- EXERCISE AIM: Reproduce word for word the lines of the data below, starting with the line that contains "Detection brief: inspect the image and locate glass" and stopping after the line that contains "(34, 373), (405, 540)".

***** ROWS *****

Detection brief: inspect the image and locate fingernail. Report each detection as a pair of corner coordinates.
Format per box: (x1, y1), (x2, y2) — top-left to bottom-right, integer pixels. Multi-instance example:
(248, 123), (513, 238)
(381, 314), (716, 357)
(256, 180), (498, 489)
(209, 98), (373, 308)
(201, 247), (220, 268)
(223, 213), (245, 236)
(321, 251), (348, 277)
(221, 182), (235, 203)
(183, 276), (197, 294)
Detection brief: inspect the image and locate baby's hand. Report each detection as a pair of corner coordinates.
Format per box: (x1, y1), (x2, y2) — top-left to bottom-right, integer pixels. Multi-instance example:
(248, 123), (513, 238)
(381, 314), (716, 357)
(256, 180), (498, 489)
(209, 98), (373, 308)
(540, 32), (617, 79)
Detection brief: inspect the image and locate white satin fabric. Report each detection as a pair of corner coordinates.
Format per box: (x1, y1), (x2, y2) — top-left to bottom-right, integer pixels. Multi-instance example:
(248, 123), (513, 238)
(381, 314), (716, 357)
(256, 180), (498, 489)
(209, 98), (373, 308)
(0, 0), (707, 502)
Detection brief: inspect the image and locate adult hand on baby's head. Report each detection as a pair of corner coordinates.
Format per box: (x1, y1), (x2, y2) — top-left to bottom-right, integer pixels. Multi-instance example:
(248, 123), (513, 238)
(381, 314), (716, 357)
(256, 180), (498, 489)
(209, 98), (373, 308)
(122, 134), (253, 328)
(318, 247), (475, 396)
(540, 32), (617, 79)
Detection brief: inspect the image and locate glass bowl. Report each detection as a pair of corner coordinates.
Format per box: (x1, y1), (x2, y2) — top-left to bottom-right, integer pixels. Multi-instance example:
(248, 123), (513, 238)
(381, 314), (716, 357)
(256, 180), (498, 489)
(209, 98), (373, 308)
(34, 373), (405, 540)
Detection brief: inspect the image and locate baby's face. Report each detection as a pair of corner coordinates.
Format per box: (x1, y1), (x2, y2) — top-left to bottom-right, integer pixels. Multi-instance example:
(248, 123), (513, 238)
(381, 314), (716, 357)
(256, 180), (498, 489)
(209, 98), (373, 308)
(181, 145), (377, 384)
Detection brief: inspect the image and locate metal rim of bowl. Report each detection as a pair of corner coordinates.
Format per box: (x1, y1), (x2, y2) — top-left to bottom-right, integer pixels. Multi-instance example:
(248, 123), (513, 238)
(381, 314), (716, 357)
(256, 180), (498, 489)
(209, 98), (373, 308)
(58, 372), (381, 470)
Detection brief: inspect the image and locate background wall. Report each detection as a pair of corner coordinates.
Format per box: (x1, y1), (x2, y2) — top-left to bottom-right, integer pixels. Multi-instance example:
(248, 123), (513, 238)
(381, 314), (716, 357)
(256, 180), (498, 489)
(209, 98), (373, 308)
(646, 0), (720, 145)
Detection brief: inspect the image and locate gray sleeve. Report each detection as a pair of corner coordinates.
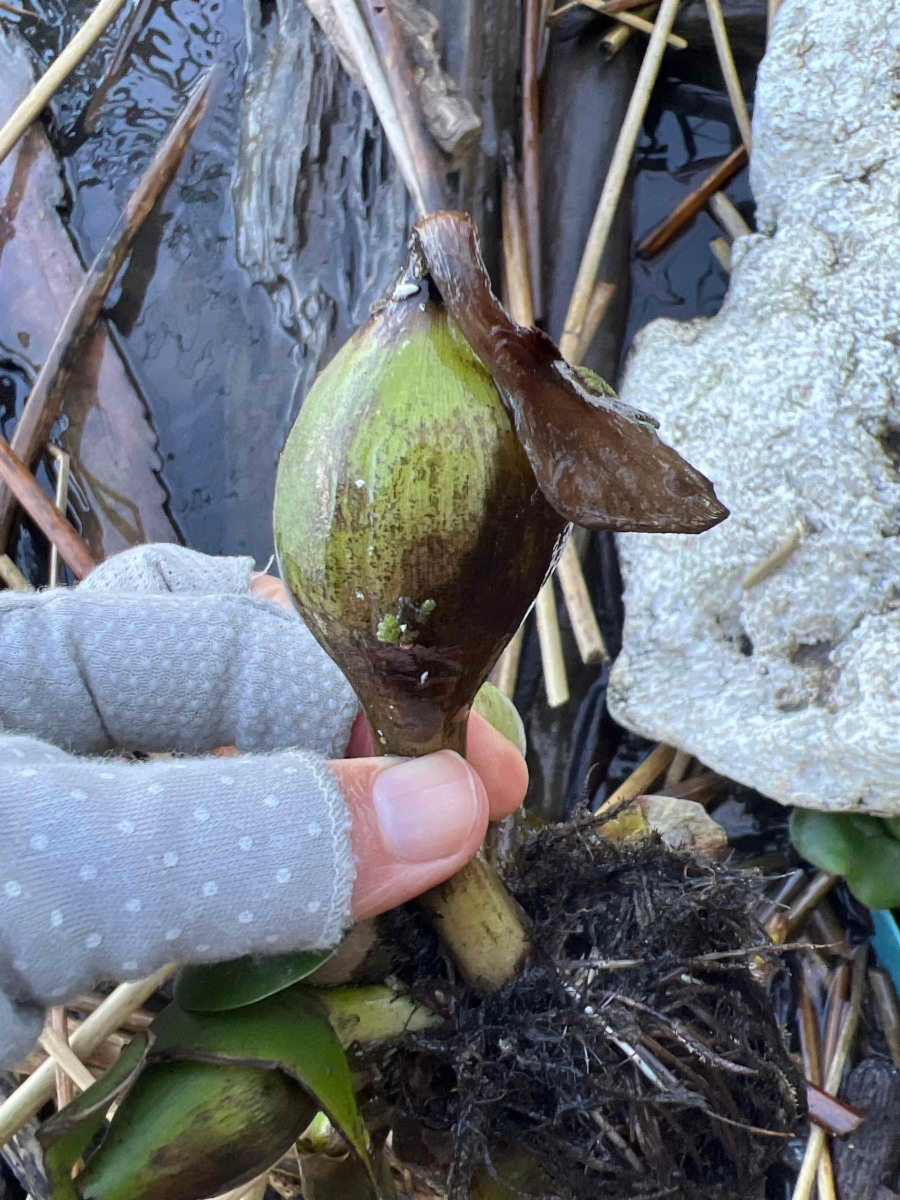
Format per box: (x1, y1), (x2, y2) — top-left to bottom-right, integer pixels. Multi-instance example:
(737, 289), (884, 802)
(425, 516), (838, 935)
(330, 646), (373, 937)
(0, 736), (355, 1066)
(0, 547), (358, 1063)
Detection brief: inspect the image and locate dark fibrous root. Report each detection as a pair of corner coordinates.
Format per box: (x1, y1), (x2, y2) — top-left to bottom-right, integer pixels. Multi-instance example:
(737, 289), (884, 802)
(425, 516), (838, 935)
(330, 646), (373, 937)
(367, 822), (802, 1200)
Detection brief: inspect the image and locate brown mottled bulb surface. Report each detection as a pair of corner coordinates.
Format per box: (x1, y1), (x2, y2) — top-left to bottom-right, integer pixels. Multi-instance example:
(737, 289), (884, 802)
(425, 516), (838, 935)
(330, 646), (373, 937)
(275, 275), (566, 755)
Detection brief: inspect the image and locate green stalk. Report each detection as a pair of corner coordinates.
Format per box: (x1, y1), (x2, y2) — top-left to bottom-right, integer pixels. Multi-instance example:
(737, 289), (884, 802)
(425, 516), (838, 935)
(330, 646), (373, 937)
(376, 714), (530, 991)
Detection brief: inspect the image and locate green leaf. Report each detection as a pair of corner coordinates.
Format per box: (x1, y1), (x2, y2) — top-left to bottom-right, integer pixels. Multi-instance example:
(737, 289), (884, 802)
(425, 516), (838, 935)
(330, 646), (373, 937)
(37, 1033), (152, 1200)
(78, 1062), (317, 1200)
(472, 682), (528, 757)
(791, 809), (887, 875)
(175, 947), (337, 1013)
(152, 990), (371, 1171)
(791, 809), (900, 908)
(71, 990), (377, 1200)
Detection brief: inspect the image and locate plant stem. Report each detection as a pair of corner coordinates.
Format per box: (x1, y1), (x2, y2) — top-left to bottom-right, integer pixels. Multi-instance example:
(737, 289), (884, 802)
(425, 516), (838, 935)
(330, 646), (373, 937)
(421, 857), (530, 991)
(374, 714), (530, 991)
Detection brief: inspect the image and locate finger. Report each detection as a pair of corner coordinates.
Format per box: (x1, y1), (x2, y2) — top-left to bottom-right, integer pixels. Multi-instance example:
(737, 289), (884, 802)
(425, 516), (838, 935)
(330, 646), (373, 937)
(329, 750), (488, 920)
(250, 574), (293, 611)
(347, 713), (528, 821)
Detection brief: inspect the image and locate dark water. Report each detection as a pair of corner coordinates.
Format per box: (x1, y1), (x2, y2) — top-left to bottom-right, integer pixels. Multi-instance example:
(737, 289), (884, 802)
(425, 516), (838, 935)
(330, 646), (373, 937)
(17, 0), (303, 562)
(623, 77), (755, 354)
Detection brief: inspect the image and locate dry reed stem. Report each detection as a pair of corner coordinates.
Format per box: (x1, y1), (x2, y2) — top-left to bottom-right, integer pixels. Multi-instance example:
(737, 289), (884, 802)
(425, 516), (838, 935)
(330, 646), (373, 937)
(534, 578), (569, 708)
(521, 0), (544, 324)
(600, 4), (659, 62)
(559, 0), (681, 361)
(0, 0), (41, 20)
(557, 536), (610, 664)
(44, 1008), (74, 1109)
(0, 962), (175, 1146)
(503, 160), (569, 708)
(360, 0), (446, 212)
(740, 527), (803, 592)
(494, 622), (524, 700)
(662, 750), (694, 788)
(709, 238), (732, 275)
(575, 280), (616, 362)
(0, 68), (217, 557)
(566, 0), (688, 50)
(331, 0), (430, 217)
(0, 437), (97, 580)
(595, 742), (676, 816)
(766, 871), (839, 943)
(709, 192), (754, 240)
(869, 967), (900, 1069)
(766, 0), (784, 38)
(0, 554), (35, 592)
(215, 1171), (269, 1200)
(791, 944), (869, 1200)
(637, 142), (746, 258)
(0, 0), (125, 169)
(38, 1026), (96, 1092)
(47, 443), (72, 588)
(707, 0), (752, 154)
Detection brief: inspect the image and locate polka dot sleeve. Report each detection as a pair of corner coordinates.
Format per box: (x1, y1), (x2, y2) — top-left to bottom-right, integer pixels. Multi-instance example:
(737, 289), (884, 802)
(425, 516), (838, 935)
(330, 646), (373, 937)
(0, 736), (354, 1066)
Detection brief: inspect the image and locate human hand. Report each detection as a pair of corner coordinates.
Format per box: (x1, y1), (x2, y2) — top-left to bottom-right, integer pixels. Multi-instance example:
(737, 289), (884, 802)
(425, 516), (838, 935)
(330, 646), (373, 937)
(0, 546), (527, 1064)
(251, 575), (528, 919)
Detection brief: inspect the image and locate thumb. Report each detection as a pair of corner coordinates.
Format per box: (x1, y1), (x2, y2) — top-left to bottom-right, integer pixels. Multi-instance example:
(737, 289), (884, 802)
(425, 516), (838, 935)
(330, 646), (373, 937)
(329, 750), (488, 920)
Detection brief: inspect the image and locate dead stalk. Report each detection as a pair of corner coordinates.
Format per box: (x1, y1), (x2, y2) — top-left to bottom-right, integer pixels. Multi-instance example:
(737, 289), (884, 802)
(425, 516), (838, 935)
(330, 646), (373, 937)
(503, 168), (569, 708)
(47, 443), (72, 588)
(0, 0), (41, 20)
(766, 871), (839, 942)
(516, 0), (544, 324)
(559, 0), (681, 361)
(792, 944), (869, 1200)
(40, 1026), (95, 1092)
(637, 143), (746, 258)
(534, 578), (569, 708)
(331, 0), (430, 217)
(600, 4), (659, 62)
(0, 70), (216, 547)
(0, 964), (175, 1146)
(869, 967), (900, 1069)
(0, 437), (97, 580)
(707, 0), (752, 154)
(557, 536), (610, 664)
(662, 750), (694, 787)
(577, 0), (688, 50)
(575, 280), (616, 362)
(740, 528), (803, 592)
(366, 0), (446, 212)
(43, 1008), (74, 1109)
(494, 622), (524, 700)
(0, 0), (125, 162)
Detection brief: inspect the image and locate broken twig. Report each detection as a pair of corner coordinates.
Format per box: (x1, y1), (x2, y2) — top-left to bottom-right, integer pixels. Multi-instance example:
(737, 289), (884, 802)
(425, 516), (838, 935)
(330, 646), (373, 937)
(331, 0), (431, 217)
(707, 0), (752, 154)
(792, 944), (869, 1200)
(740, 528), (803, 592)
(559, 0), (681, 361)
(366, 0), (446, 212)
(0, 68), (217, 546)
(0, 437), (97, 580)
(0, 0), (125, 169)
(637, 143), (746, 258)
(0, 962), (175, 1146)
(594, 742), (676, 816)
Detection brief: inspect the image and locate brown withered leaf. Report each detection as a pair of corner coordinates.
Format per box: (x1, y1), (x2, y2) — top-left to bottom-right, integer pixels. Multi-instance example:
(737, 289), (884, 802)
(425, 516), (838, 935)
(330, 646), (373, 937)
(413, 212), (728, 533)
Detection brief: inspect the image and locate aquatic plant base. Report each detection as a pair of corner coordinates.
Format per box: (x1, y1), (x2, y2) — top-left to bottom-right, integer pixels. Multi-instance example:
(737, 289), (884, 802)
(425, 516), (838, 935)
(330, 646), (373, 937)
(360, 822), (802, 1200)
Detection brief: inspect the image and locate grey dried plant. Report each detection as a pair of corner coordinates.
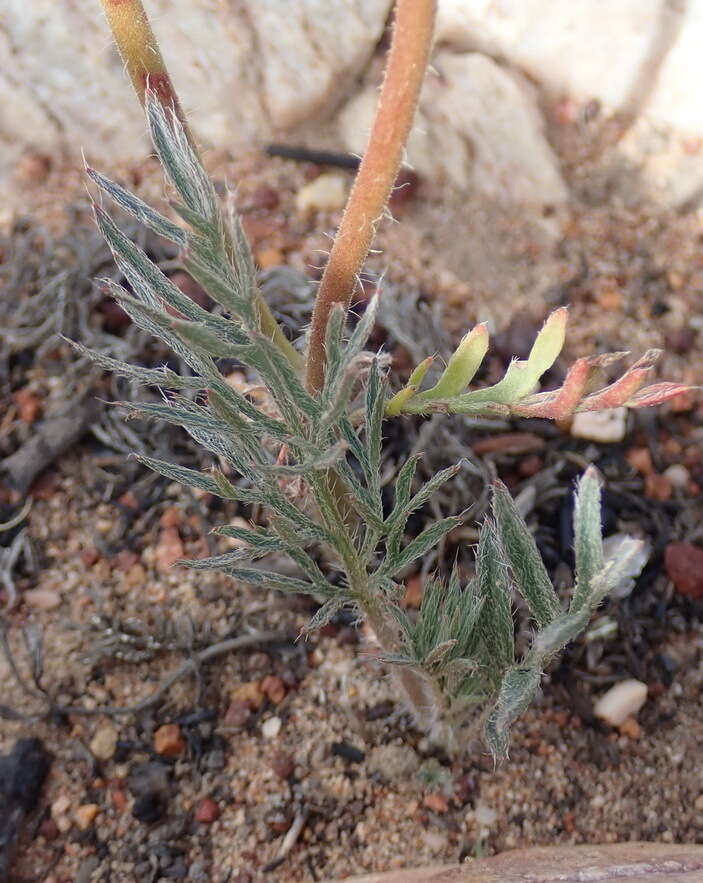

*****

- WRITTEN REPLY:
Detection brief: inspect the image and locate glass bowl. Report each detection as a pair of corner coordinates.
Format per box: (x1, y1), (x2, y2) — top-left to bottom-right, integer pixels. Multi-instance example:
(248, 123), (513, 238)
(381, 314), (716, 357)
(256, 180), (498, 489)
(209, 98), (373, 308)
(34, 373), (405, 540)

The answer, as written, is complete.